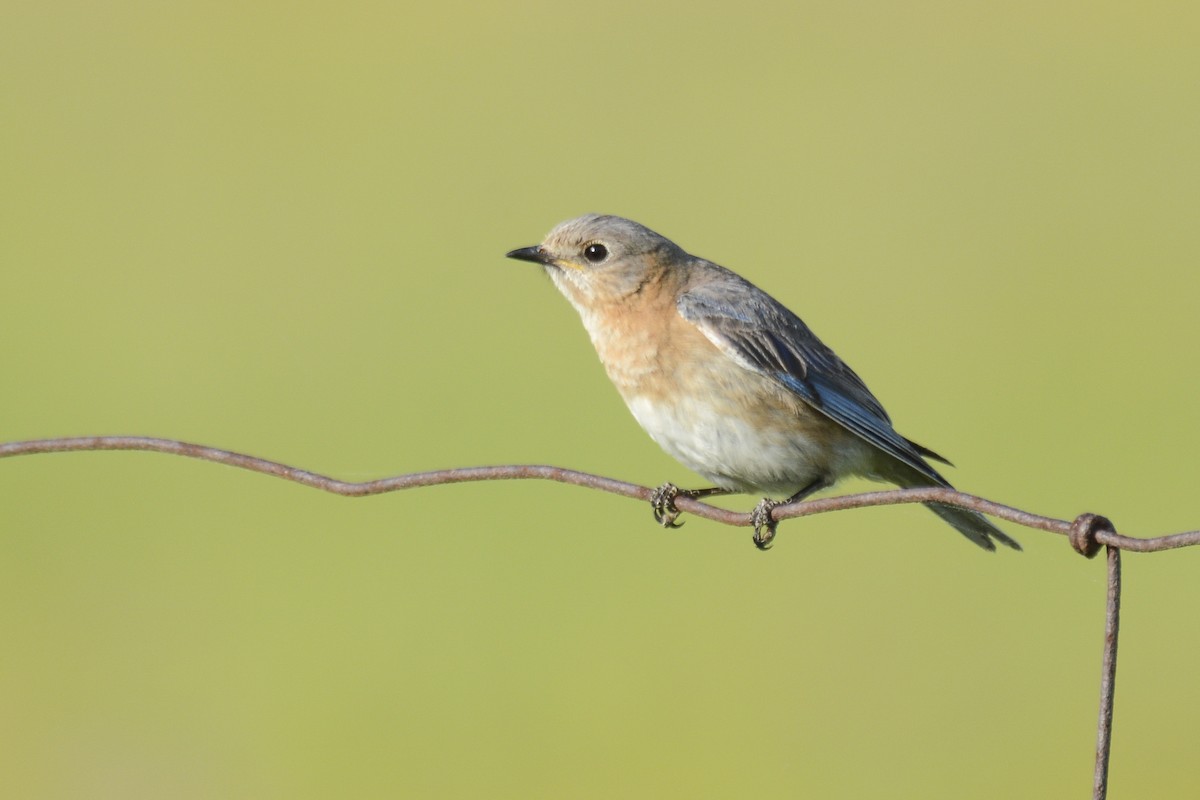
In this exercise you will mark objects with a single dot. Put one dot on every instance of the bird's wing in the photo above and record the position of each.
(761, 335)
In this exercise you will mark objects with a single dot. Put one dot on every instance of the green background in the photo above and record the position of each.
(279, 228)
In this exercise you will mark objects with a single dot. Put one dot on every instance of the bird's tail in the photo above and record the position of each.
(971, 524)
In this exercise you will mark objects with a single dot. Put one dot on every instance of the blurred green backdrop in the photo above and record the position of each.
(280, 228)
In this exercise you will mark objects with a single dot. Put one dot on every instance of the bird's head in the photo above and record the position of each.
(598, 258)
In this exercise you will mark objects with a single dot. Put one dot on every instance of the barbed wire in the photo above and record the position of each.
(1087, 533)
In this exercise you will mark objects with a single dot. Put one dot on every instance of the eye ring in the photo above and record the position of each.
(595, 252)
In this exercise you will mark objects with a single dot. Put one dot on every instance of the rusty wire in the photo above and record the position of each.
(1086, 534)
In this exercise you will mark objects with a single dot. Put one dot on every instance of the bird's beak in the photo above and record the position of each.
(535, 254)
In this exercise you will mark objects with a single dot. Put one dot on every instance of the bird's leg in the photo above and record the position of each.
(762, 521)
(663, 501)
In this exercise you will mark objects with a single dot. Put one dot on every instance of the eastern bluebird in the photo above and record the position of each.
(726, 379)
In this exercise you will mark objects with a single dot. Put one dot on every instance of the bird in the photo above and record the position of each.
(729, 380)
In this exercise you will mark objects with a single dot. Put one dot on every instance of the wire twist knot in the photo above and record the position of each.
(1084, 530)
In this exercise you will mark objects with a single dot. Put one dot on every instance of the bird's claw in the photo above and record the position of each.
(763, 523)
(663, 504)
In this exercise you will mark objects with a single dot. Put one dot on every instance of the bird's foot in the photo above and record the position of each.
(663, 504)
(763, 523)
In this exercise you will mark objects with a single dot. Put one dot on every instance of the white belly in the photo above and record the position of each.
(772, 451)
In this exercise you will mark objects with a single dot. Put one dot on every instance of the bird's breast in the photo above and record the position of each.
(732, 425)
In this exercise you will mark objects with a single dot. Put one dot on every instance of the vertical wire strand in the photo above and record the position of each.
(1108, 677)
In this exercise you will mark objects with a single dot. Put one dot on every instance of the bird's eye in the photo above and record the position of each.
(595, 252)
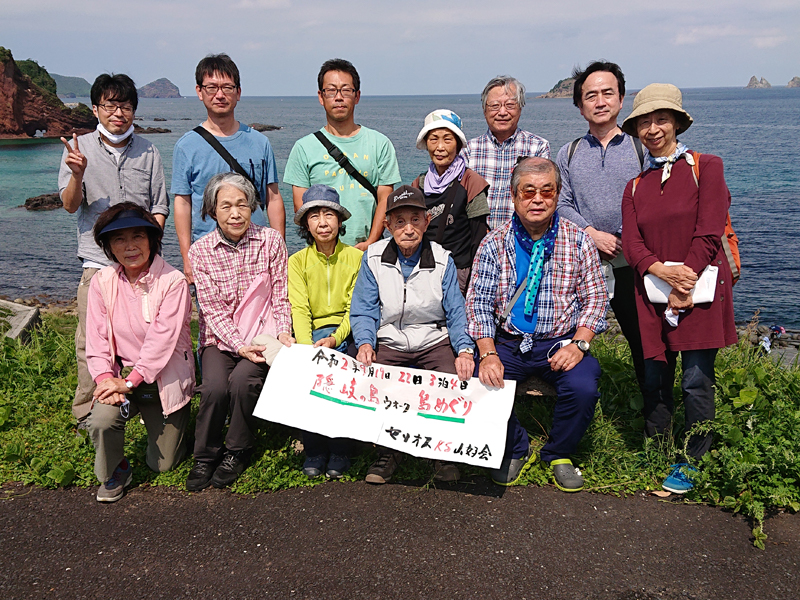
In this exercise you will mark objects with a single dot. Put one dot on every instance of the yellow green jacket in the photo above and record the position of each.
(320, 290)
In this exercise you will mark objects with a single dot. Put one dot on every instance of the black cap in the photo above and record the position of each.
(405, 195)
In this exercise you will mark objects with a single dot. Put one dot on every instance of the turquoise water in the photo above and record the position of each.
(756, 133)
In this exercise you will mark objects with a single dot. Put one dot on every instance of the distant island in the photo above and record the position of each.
(563, 89)
(29, 104)
(71, 87)
(755, 84)
(160, 88)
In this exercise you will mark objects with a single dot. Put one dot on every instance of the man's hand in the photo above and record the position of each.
(566, 358)
(253, 353)
(75, 160)
(491, 370)
(111, 391)
(366, 354)
(465, 366)
(286, 339)
(608, 245)
(328, 342)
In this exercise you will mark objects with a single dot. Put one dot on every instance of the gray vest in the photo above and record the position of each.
(412, 315)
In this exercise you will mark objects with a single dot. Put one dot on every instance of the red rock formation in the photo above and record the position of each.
(25, 108)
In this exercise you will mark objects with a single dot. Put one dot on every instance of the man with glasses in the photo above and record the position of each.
(101, 169)
(494, 154)
(370, 153)
(535, 302)
(195, 160)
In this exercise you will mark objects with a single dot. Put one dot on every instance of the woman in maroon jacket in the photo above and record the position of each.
(669, 215)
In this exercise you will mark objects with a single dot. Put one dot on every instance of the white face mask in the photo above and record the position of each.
(114, 139)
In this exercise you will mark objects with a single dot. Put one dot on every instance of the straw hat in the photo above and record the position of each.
(657, 96)
(441, 119)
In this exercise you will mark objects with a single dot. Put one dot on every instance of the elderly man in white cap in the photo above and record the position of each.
(321, 281)
(406, 291)
(456, 196)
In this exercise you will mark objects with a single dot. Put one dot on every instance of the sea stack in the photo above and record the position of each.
(755, 84)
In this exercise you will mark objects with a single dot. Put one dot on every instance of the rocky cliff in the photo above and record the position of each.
(756, 84)
(160, 88)
(563, 89)
(25, 108)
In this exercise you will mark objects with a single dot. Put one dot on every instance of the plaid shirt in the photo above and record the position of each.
(495, 161)
(223, 273)
(572, 293)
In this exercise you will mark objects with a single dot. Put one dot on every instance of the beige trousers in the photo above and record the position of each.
(82, 402)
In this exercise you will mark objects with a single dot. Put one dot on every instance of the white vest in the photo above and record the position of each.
(412, 315)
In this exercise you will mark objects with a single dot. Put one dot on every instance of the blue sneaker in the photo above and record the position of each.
(314, 465)
(113, 489)
(679, 481)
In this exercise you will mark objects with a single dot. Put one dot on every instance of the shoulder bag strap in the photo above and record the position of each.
(340, 158)
(449, 199)
(226, 156)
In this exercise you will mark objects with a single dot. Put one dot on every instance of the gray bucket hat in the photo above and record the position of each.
(657, 96)
(320, 195)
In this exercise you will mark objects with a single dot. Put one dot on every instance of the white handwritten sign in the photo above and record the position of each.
(423, 413)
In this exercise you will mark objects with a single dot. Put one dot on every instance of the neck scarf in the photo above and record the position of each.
(666, 162)
(436, 184)
(540, 251)
(114, 139)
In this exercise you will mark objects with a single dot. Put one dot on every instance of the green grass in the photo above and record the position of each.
(753, 467)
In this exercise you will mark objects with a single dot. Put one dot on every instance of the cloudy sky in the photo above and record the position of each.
(410, 46)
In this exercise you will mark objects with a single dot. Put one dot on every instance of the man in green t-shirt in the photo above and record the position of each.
(369, 151)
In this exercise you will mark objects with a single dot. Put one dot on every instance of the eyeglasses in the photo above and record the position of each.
(331, 93)
(126, 109)
(510, 105)
(212, 90)
(529, 193)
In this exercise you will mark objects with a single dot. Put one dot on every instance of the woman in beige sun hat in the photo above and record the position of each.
(673, 220)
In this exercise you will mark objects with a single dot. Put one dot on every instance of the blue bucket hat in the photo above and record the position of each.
(125, 220)
(320, 195)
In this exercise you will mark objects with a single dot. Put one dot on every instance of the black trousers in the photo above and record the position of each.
(231, 384)
(697, 384)
(624, 306)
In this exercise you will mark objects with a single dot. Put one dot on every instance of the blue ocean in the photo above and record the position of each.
(755, 132)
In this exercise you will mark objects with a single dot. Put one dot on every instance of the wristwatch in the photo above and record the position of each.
(582, 345)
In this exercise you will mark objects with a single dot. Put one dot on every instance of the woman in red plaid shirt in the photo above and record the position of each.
(240, 270)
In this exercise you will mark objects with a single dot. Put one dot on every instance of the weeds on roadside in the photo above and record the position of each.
(753, 467)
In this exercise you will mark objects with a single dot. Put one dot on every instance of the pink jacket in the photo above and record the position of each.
(146, 324)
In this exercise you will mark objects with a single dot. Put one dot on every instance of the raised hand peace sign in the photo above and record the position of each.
(74, 159)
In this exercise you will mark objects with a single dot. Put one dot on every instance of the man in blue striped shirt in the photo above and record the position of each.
(595, 170)
(536, 300)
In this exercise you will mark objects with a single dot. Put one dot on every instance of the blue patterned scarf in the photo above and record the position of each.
(666, 162)
(540, 251)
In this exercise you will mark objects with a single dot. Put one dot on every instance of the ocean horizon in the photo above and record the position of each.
(755, 131)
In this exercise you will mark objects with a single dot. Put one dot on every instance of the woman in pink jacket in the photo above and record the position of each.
(138, 348)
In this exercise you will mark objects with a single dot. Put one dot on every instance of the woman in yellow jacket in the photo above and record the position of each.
(321, 281)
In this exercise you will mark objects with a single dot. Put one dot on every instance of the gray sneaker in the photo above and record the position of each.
(511, 469)
(567, 477)
(113, 489)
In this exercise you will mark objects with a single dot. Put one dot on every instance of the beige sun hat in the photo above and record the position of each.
(657, 96)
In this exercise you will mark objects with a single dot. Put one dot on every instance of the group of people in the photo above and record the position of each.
(499, 263)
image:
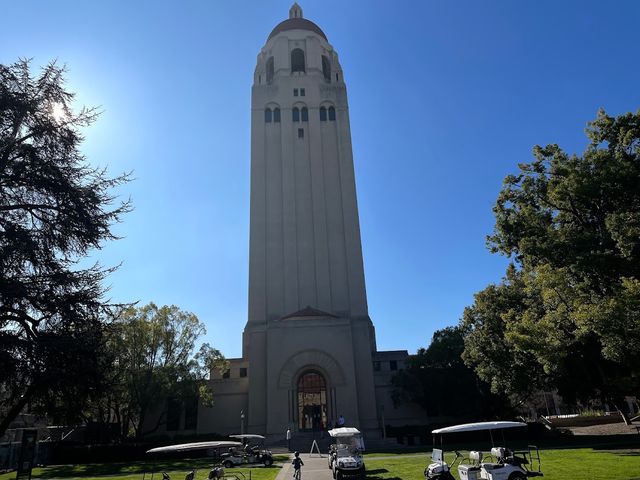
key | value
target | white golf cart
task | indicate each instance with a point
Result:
(252, 451)
(214, 450)
(505, 464)
(345, 459)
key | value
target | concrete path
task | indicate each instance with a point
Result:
(315, 468)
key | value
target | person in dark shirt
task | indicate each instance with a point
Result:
(297, 465)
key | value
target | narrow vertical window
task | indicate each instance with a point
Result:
(297, 60)
(270, 70)
(326, 69)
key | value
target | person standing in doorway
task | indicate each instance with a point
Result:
(297, 466)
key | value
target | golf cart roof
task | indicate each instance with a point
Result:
(247, 435)
(472, 427)
(185, 447)
(344, 432)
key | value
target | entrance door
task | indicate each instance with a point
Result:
(312, 402)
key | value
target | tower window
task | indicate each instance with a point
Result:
(326, 69)
(270, 70)
(297, 60)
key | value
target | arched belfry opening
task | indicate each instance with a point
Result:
(295, 11)
(312, 405)
(297, 60)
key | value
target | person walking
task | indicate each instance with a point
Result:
(297, 466)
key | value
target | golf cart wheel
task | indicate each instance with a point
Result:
(517, 476)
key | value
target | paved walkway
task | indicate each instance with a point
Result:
(315, 468)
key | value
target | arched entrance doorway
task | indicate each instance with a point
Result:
(312, 401)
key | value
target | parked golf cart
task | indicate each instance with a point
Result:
(345, 459)
(252, 452)
(507, 464)
(213, 449)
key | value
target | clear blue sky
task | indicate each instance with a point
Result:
(446, 97)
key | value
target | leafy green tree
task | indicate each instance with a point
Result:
(437, 379)
(155, 361)
(571, 225)
(54, 209)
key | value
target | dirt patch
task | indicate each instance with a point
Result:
(609, 429)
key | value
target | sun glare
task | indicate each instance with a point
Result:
(57, 111)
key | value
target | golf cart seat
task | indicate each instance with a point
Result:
(471, 471)
(475, 457)
(500, 453)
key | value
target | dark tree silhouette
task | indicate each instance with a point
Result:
(54, 209)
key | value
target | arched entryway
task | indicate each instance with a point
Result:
(312, 401)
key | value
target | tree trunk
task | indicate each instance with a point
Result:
(15, 410)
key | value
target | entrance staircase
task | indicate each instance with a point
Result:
(302, 442)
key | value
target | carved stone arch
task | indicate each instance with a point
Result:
(308, 360)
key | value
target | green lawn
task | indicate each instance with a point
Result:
(616, 463)
(557, 464)
(136, 470)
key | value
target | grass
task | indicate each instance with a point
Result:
(612, 462)
(557, 464)
(136, 470)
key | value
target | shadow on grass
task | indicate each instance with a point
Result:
(100, 469)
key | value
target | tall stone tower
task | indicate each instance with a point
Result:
(308, 339)
(305, 236)
(309, 351)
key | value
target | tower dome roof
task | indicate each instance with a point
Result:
(296, 22)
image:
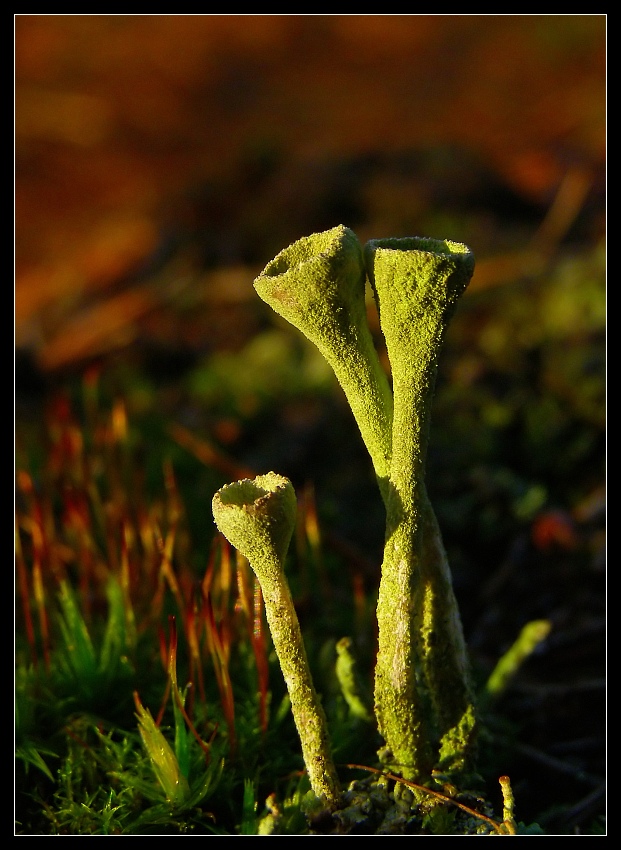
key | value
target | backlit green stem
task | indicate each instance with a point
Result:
(258, 518)
(318, 285)
(416, 283)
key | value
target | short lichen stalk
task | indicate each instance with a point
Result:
(423, 700)
(417, 283)
(258, 518)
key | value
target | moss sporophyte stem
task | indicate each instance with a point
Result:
(423, 702)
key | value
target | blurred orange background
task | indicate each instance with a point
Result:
(120, 117)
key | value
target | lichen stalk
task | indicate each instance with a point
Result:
(318, 285)
(258, 518)
(417, 283)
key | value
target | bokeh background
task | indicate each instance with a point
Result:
(161, 161)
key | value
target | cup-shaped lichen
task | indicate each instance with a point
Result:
(417, 283)
(318, 285)
(258, 518)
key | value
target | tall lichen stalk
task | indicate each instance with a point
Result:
(423, 701)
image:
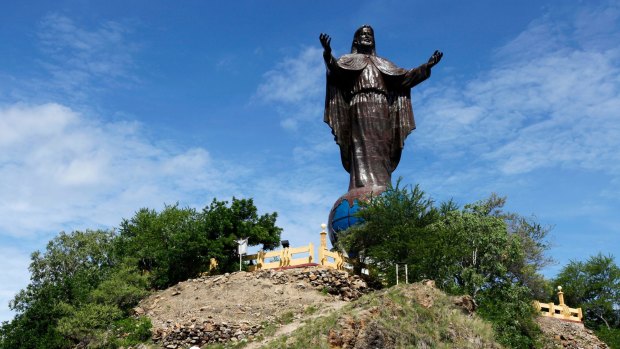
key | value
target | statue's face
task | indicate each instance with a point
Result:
(366, 37)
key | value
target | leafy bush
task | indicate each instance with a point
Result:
(478, 250)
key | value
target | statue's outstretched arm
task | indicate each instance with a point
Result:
(330, 60)
(435, 58)
(421, 73)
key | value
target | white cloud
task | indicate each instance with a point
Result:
(13, 276)
(295, 79)
(82, 60)
(548, 102)
(59, 167)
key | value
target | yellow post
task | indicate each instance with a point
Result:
(551, 309)
(323, 247)
(560, 295)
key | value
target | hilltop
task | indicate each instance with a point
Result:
(324, 308)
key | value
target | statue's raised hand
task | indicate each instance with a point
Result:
(325, 41)
(435, 58)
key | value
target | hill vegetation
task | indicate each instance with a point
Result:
(86, 284)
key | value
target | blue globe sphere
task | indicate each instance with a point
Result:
(342, 215)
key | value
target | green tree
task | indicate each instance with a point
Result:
(593, 285)
(69, 269)
(478, 250)
(177, 243)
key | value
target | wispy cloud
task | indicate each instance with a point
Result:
(551, 100)
(58, 167)
(296, 85)
(81, 60)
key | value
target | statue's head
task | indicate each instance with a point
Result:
(364, 40)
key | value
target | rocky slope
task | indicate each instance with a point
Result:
(324, 308)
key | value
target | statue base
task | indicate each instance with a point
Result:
(341, 216)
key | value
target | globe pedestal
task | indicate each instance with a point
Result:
(342, 213)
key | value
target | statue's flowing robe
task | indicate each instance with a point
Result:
(368, 107)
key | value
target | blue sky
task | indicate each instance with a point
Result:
(109, 107)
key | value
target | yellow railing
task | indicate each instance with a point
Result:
(328, 258)
(280, 258)
(286, 257)
(561, 311)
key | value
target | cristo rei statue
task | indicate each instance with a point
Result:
(368, 107)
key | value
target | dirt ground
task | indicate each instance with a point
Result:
(238, 297)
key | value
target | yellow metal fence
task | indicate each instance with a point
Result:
(286, 257)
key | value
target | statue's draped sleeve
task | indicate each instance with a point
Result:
(341, 74)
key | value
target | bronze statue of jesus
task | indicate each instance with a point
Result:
(368, 107)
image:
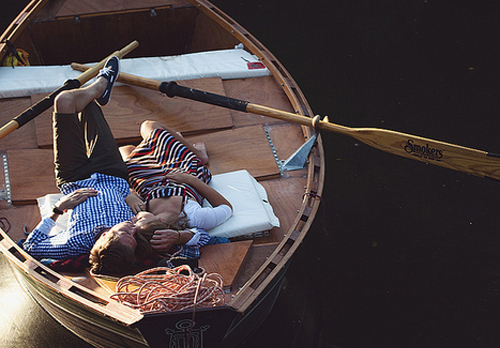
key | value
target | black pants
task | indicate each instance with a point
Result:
(84, 145)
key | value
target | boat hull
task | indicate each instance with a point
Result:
(218, 327)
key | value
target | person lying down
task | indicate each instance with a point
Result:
(108, 220)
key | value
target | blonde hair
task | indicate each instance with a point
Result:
(111, 257)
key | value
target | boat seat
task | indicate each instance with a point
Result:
(32, 170)
(225, 259)
(226, 64)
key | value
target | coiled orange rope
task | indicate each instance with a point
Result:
(165, 289)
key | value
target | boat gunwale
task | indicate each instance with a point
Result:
(243, 299)
(316, 170)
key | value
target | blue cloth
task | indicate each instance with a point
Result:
(107, 209)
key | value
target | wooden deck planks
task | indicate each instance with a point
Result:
(242, 148)
(225, 259)
(79, 7)
(32, 170)
(130, 106)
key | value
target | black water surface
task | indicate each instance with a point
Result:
(410, 255)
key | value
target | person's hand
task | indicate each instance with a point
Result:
(135, 203)
(178, 177)
(73, 199)
(163, 240)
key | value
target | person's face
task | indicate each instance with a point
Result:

____

#### [Exercise description]
How would the lines above read from the one with "woman in pink" to the one with "target | parked golf cart", inclusive, with no pictures? Write them out exactly.

#### [Result]
In this exercise you will mark objects with a single dot. Put one dot on every instance of the woman in pink jacket in the photo above and record the position of each.
(138, 348)
In this exercise you will mark objects with a single dot. Put one dot on every instance of the woman in yellow jacket in the photo above and record the position of each.
(321, 281)
In this exercise you will mark objects with a single dot. Put one dot on every instance of the gray sneaker in the photo above and record the position of each.
(511, 469)
(567, 477)
(113, 489)
In this exercise you will mark objects with a single dot. Put one dot on every instance of the beige sun hat in the photo above and record the position of each.
(657, 96)
In this exercise you will mark objects with a single dot. Put one dot on every instance of the group of people in the photo above and record the position of each.
(499, 263)
image:
key | value
target | white golf cart
task | indicate each instance with a point
Result:
(252, 451)
(214, 450)
(505, 464)
(345, 459)
key | value
target | concrete path
task | indicate each instance with a point
Result:
(315, 468)
key | value
target | person in dark shirt
task | indicate each instance with a point
Result:
(297, 465)
key | value
target | narrow vertical window
task | indicate each instance with a point
Result:
(297, 60)
(270, 70)
(326, 69)
key | value
target | person standing in doorway
task | indicate each instance with a point
Result:
(297, 466)
key | value
target | golf cart roof
task | indicate each instance with a point
Result:
(247, 435)
(472, 427)
(185, 447)
(344, 432)
key | value
target | entrance door
task | indicate each instance with a point
Result:
(312, 402)
key | value
target | tower window
task | indicate each instance with a point
Result:
(326, 69)
(270, 70)
(297, 60)
key | value
target | arched belfry opening
task | indicate each instance with a point
Result:
(295, 11)
(312, 405)
(297, 60)
key | value
target | person walking
task | indicate each instance with a point
Result:
(297, 466)
key | value
target | golf cart wheel
task | indicate each instance with a point
Result:
(517, 476)
key | value
target | paved walkway
task | indicate each instance with a point
Result:
(315, 468)
key | value
target | arched entrance doorway
task | indicate each instance with a point
Result:
(312, 401)
key | value
target | parked golf cart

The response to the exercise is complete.